• Task description: Please repeat the whole listing exactly, but leave out any picture it holds.

• Data records:
◆ ◆ ◆

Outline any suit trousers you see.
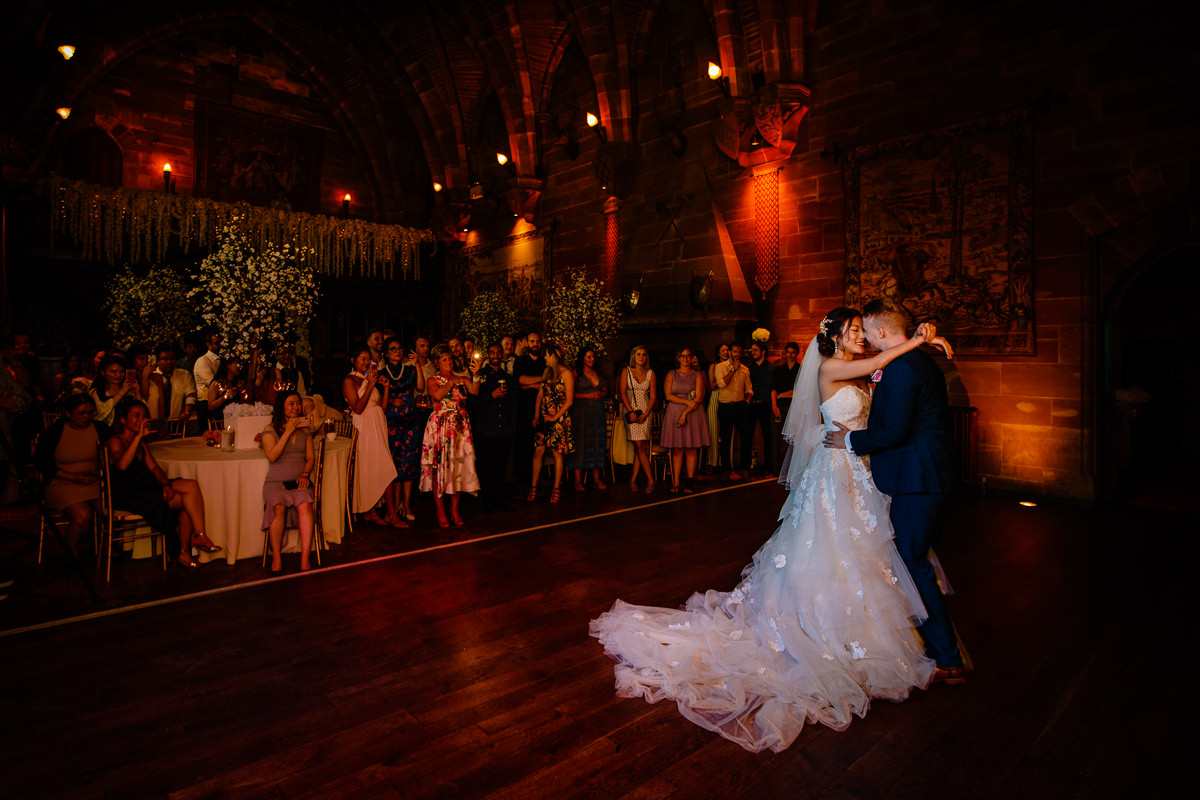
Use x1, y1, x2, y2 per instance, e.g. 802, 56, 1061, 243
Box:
889, 492, 962, 668
748, 401, 774, 472
717, 401, 752, 472
475, 433, 512, 509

◆ ◆ ◆

• Worked solution:
Outline any suit trousers you see.
Use x1, y1, x2, y2 per instance, e.g. 802, 56, 1061, 243
Box:
889, 492, 962, 668
748, 401, 774, 472
717, 401, 752, 472
475, 433, 512, 509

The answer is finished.